Your instructions » Transcribe the data exactly, stopping after the "positive clicks: (466, 99) (432, 175)" line.

++++++++

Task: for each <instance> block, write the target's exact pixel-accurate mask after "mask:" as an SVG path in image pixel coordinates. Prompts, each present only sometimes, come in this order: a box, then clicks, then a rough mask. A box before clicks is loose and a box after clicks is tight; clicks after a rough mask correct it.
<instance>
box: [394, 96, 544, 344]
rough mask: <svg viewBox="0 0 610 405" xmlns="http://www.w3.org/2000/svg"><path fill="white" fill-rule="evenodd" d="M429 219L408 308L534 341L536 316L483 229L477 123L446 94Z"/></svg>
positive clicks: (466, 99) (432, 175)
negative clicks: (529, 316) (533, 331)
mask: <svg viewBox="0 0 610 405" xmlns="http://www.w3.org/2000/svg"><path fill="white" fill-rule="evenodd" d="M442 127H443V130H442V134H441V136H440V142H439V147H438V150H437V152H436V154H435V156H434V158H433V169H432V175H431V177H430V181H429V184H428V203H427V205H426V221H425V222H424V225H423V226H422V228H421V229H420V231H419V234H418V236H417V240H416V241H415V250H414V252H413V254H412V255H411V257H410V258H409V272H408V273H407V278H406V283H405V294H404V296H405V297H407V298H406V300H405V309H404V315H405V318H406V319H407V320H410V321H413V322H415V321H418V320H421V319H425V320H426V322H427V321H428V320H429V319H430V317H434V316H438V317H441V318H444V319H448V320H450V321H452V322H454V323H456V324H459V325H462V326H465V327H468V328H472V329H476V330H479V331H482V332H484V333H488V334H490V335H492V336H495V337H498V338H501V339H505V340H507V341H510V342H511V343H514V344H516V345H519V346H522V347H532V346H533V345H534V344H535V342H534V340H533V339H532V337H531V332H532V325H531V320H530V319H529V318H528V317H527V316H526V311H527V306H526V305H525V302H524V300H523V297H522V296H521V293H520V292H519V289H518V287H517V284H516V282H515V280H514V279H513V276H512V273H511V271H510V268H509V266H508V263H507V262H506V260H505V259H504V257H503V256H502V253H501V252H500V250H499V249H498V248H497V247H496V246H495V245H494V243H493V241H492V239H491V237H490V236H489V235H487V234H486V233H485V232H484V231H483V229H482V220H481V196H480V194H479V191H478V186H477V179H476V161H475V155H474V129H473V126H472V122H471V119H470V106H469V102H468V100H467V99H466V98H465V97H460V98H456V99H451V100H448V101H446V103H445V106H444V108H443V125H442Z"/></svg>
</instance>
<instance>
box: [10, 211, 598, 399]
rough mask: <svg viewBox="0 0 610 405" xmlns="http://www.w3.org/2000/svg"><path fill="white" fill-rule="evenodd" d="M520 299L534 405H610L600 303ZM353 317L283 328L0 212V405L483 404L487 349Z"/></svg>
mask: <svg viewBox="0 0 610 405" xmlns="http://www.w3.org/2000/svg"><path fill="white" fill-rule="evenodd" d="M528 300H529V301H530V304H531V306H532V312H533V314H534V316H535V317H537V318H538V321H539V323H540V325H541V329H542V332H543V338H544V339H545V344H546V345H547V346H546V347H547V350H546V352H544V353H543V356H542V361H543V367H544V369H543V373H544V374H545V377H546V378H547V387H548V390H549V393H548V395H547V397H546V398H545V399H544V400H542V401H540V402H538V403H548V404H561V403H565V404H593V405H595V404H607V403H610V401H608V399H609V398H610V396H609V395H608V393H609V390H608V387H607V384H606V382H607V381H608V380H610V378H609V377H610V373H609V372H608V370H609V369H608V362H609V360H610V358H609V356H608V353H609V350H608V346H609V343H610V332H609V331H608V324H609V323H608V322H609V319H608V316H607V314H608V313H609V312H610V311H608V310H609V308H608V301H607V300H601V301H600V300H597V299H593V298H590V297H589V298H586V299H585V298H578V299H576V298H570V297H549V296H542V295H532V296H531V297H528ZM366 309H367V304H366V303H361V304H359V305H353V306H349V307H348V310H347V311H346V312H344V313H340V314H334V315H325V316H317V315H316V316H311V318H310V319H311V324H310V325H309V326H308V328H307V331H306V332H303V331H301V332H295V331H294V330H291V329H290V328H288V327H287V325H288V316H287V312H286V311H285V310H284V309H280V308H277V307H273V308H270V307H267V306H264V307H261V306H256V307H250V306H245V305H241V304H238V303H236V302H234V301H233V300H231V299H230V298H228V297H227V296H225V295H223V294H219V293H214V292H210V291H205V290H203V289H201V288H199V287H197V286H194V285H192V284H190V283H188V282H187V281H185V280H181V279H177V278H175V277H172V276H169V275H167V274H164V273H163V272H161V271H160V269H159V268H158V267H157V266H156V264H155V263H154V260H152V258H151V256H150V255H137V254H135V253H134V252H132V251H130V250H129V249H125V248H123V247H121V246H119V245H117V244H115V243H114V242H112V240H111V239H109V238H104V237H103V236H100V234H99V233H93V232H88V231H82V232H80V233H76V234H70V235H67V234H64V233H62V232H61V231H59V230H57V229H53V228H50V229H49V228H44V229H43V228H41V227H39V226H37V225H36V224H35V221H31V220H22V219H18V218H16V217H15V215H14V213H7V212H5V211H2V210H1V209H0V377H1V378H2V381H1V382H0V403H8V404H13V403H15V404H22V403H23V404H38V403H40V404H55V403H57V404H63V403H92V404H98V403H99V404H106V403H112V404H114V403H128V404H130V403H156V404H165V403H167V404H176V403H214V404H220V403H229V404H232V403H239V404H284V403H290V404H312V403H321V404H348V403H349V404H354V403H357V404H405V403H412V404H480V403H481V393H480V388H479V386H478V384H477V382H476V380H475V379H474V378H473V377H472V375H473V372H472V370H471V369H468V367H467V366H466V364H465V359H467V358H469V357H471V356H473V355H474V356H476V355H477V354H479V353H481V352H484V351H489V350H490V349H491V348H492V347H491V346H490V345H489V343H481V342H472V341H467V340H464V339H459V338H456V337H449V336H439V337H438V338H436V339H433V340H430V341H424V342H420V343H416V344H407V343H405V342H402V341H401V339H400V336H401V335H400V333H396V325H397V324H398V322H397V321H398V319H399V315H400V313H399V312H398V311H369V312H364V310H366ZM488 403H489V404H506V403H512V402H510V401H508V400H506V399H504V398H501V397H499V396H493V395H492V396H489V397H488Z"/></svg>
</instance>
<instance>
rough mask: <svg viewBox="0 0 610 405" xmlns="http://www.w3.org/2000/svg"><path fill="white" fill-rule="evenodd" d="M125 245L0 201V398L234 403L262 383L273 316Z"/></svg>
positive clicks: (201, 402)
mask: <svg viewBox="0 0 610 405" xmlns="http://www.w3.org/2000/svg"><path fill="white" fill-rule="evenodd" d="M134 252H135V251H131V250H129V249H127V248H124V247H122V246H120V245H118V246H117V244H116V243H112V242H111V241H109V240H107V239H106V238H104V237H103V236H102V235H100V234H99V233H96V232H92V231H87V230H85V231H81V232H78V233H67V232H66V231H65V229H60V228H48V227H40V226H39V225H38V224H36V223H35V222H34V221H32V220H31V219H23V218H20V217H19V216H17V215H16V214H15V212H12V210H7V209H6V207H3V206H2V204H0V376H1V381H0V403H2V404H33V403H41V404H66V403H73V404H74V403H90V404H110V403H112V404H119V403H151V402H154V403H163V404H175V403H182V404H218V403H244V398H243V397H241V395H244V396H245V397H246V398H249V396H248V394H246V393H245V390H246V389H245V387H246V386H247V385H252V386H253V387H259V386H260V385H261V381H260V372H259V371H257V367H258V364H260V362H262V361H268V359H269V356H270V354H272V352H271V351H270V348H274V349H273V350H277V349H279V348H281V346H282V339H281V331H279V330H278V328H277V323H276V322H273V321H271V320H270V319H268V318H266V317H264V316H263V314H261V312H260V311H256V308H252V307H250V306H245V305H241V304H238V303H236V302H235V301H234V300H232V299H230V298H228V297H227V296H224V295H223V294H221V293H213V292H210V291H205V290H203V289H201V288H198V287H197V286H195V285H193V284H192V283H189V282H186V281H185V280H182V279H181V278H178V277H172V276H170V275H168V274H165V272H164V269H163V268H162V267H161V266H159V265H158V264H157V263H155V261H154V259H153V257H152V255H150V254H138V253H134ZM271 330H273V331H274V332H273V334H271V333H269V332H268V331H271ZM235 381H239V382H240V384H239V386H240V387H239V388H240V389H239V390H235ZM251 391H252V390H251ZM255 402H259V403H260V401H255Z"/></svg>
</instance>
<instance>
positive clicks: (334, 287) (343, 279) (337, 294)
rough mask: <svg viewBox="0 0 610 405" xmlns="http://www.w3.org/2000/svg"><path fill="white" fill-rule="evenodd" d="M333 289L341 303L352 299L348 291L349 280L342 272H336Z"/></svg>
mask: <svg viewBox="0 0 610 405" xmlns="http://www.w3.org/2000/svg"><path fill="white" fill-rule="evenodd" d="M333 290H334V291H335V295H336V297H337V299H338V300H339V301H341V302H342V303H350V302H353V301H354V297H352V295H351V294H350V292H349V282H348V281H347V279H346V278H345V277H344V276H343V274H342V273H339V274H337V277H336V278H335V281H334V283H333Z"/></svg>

++++++++

Result of this exercise »
Task: for each <instance> block, write the target's exact pixel-accurate mask after "mask:" as an SVG path in image pixel coordinates. Prompts, each present only sometimes, come in this order: a box, then clicks, then a rough mask. A box before clicks is loose and a box after clicks is tight; clicks after a rough mask correct it.
<instance>
box: [394, 96, 544, 344]
rough mask: <svg viewBox="0 0 610 405" xmlns="http://www.w3.org/2000/svg"><path fill="white" fill-rule="evenodd" d="M429 219L408 308L534 341L536 316L483 229L477 123L446 94Z"/></svg>
positive clicks: (466, 99) (432, 175)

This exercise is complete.